_TEXT EXCERPT_
Mushrooms have also been found to be useful to remove other types of pollution, notably removing Ecoli from river water (Pini & Geddes, 2020), removing toxic metals from battery waste in water (Ayodele et al., 2020), as well as removing cadmium and endosulfan from soil (Wang et al., 2018).
Mushrooms & Metal Bioaccumulation.
Metal Bioaccumulation is also a feature of the mushroom, which has the potential to eradicate the use of mordants during the dyeing process. In our compilation of previous research, we found no previous use of the feature of metal bioaccumulation for the reduction or eradication of mordanting during the dyeing process with mushrooms.
According to Oxford Languages, mordants are "a substance, typically an inorganic oxide, that combines with a dye or stain and thereby fixes it in a material." Notably, mordants are metals that can contribute to the breaking down of fertile soil and being toxic for consumption by humans, animals, and plants when in large amounts. Knowing that it can be a downside for natural dyes to require such a complicated and harmful process of mordanting, the mushrooms would be a very powerful tool to fix this issue as well as bioremediate, as mentioned before.

_STUDY MATERIAL_

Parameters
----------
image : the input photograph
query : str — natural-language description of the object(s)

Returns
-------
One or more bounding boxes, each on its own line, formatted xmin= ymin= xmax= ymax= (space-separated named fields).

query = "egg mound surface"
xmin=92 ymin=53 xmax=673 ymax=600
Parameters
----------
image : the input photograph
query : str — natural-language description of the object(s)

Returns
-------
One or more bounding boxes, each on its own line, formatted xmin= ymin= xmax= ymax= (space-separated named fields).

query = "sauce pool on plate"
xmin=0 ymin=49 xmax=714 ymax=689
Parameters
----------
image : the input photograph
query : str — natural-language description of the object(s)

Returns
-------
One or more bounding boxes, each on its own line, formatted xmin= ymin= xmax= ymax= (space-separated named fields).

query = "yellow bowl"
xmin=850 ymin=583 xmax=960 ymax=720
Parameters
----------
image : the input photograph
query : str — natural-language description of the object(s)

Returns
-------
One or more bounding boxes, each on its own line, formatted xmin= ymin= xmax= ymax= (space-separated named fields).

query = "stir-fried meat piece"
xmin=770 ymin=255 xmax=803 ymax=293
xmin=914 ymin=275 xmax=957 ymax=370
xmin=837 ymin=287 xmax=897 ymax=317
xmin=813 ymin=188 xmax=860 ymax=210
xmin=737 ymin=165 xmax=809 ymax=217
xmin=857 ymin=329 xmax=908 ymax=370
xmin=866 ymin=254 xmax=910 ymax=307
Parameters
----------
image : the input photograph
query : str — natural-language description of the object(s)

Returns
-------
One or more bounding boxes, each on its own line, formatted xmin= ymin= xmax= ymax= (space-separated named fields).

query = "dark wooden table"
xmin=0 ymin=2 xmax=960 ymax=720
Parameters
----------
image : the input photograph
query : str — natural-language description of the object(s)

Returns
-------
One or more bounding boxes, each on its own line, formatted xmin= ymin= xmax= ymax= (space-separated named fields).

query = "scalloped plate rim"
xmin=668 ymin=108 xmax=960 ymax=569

_PROBLEM TO SOLVE_
Which source does the mushroom text quote for its definition of mordants? Please leave the material aside; it isn't needed here.

_WRITTEN SOLUTION_
Oxford Languages.